What needs to be done: Every entry needs to be reproduced exactly.

Material supplied:
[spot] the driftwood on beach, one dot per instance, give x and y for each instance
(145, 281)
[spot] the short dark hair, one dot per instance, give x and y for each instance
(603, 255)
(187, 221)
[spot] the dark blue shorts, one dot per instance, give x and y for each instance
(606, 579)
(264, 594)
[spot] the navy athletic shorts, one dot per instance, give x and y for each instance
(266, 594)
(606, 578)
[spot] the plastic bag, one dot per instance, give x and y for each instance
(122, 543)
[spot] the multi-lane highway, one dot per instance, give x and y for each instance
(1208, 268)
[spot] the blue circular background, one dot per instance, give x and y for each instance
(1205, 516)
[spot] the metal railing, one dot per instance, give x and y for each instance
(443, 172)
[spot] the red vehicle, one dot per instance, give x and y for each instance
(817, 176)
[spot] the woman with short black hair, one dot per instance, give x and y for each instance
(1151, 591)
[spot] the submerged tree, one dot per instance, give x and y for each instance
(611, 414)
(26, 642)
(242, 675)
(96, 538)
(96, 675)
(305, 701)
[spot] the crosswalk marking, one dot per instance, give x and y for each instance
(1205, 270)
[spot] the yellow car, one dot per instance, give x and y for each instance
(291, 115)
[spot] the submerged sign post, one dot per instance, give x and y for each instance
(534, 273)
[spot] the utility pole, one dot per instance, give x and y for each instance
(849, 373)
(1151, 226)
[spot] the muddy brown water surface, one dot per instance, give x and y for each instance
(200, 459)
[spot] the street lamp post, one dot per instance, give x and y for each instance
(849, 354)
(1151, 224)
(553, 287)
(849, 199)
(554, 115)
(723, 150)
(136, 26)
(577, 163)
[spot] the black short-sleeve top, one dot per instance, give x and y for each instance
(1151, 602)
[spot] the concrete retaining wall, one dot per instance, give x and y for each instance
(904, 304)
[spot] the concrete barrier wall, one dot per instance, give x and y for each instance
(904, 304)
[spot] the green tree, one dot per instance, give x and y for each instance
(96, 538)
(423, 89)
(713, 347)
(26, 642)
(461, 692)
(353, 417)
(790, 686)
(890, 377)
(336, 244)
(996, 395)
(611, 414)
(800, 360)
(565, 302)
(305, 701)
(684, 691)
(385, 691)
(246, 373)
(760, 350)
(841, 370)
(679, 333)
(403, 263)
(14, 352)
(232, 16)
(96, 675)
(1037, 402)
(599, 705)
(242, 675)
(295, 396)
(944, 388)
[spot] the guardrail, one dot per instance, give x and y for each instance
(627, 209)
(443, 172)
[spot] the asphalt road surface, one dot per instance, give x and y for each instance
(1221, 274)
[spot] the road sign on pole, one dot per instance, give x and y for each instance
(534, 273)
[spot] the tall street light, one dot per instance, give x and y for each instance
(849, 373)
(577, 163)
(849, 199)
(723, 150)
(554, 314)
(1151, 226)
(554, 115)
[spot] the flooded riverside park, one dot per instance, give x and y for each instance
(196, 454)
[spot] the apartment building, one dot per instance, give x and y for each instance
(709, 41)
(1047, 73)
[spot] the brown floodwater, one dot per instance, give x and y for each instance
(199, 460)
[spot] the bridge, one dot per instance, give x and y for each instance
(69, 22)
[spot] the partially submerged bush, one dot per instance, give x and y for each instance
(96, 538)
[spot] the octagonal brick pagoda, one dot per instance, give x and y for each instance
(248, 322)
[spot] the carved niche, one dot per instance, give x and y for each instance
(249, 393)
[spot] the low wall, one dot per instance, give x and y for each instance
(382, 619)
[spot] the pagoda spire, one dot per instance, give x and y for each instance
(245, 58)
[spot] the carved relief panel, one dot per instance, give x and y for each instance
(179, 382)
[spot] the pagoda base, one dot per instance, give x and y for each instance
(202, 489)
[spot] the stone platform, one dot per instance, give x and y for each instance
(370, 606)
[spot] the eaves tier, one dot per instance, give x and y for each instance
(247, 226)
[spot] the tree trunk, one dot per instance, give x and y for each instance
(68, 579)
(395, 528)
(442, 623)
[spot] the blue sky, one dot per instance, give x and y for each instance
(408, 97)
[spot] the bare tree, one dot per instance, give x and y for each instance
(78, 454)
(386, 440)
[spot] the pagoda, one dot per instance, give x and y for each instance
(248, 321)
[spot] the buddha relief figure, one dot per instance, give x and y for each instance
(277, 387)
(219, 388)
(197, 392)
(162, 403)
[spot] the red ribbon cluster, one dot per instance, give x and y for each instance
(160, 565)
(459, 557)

Result:
[spot] the driftwood on beach, one dot per instance, give x and y for each instance
(145, 281)
[spot] the short dark hair, one dot per instance, give x and y for each instance
(603, 255)
(187, 221)
[spot] the dark blue shorts, one dot per instance, give x and y for each instance
(606, 579)
(264, 594)
[spot] the navy athletic shorts, one dot per instance, give x and y for each instance
(266, 594)
(606, 578)
[spot] the plastic bag, one dot per instance, give x and y for each instance
(122, 543)
[spot] the multi-lane highway, one dot per instance, give x and y for each instance
(1208, 268)
[spot] the blue circular background, one dot per instance, give x and y for each instance
(1205, 516)
[spot] the metal railing, one dot per instance, give x and y for each instance
(443, 172)
[spot] the red vehicle, one dot per instance, give x and y for each instance
(817, 176)
[spot] the woman with short black hair, one dot per instance, give x and y for each instance
(1151, 591)
[spot] the submerged tree, one dot per instance, give x and y for each instance
(611, 414)
(26, 642)
(242, 675)
(96, 538)
(96, 675)
(305, 701)
[spot] the crosswalk marking, one dot per instance, give x and y for each instance
(1205, 270)
[spot] the yellow car, one dot per instance, give x and y for each instance
(291, 115)
[spot] the submerged sign post, one dot per instance, give x and y for each instance
(534, 273)
[spot] the utility pole, one dot per instance, give x and y for each instance
(849, 373)
(1151, 226)
[spot] the muddy brown water surface, one dot per instance, give x and y for each instance
(200, 459)
[spot] the street lamp post, one dot per instance, give x and y for each instance
(849, 354)
(1151, 224)
(553, 287)
(849, 199)
(554, 115)
(723, 150)
(136, 26)
(577, 163)
[spot] the black short-sleeve top, one dot per instance, give x and y for each instance
(1151, 602)
[spot] the concrete retaining wall, one dot per instance, give x and y for each instance
(904, 304)
[spot] the concrete barrier wall, one dot per instance, give x and y for each instance
(904, 304)
[spot] the green tree, one dot per instance, give x and y for each instance
(96, 538)
(423, 89)
(713, 347)
(26, 642)
(461, 692)
(353, 417)
(790, 686)
(890, 377)
(336, 244)
(996, 395)
(611, 414)
(800, 360)
(565, 302)
(305, 701)
(684, 691)
(385, 691)
(246, 373)
(760, 350)
(841, 370)
(679, 333)
(403, 263)
(14, 352)
(232, 16)
(96, 675)
(1037, 402)
(599, 705)
(242, 675)
(295, 396)
(944, 388)
[spot] the guardrail, one dot per instance, give x and y for each instance
(627, 209)
(443, 172)
[spot] the asphalt road surface, one dot per instance, give x and y for each instance
(1221, 274)
[spot] the road sign on pole, one dot per instance, give x and y for each instance
(534, 273)
[spot] the tall street light, one dot per instance, give x and y for each instance
(849, 373)
(577, 163)
(849, 199)
(723, 150)
(554, 314)
(1151, 226)
(554, 115)
[spot] the flooded riverside park, one dot per instance, give x and y for each instance
(196, 454)
[spot] the apartment building, one dot per instance, give x and y for each instance
(709, 41)
(1047, 73)
[spot] the brown floodwater, one dot per instance, give x and y for each instance
(199, 460)
[spot] the bridge, one dot per instance, give x and y for each instance
(69, 22)
[spot] the partially submerged bush, one dot per instance, give x and y for each instance
(96, 538)
[spot] the octagonal brick pagoda, one dot per instance, give x and y for each instance
(248, 322)
[spot] the carved niche, one dot per instance, give x and y for each instance
(249, 393)
[spot] the low wall, one dot per instance, give x and y for each instance
(382, 619)
[spot] the pagoda spire, one dot per instance, give x and y for each instance
(245, 58)
[spot] the carved relief panel, one dot per instance, give x and y for each instance
(179, 382)
[spot] the pagoda base, one dot per instance, give x and y for each instance
(202, 489)
[spot] the stone platform, one dot per instance, give x and y for each instance
(370, 606)
[spot] the eaves tier, one dot per instance, give x and y for each instance
(247, 226)
[spot] the tree trunk, one dot per instance, give x and y for each instance
(68, 579)
(395, 528)
(442, 623)
[spot] the blue sky, one dot per instance, give x and y for each instance
(408, 97)
[spot] the bare tree, one dot per instance, give x and y for each instance
(78, 454)
(386, 440)
[spot] the pagoda, one dot per instance, give x and y for each instance
(248, 321)
[spot] the buddha relief figure, one dot per instance, give x and y for each instance
(277, 387)
(219, 388)
(197, 392)
(162, 403)
[spot] the red ribbon cluster, one dot per instance, give x and y for each instance
(160, 565)
(459, 557)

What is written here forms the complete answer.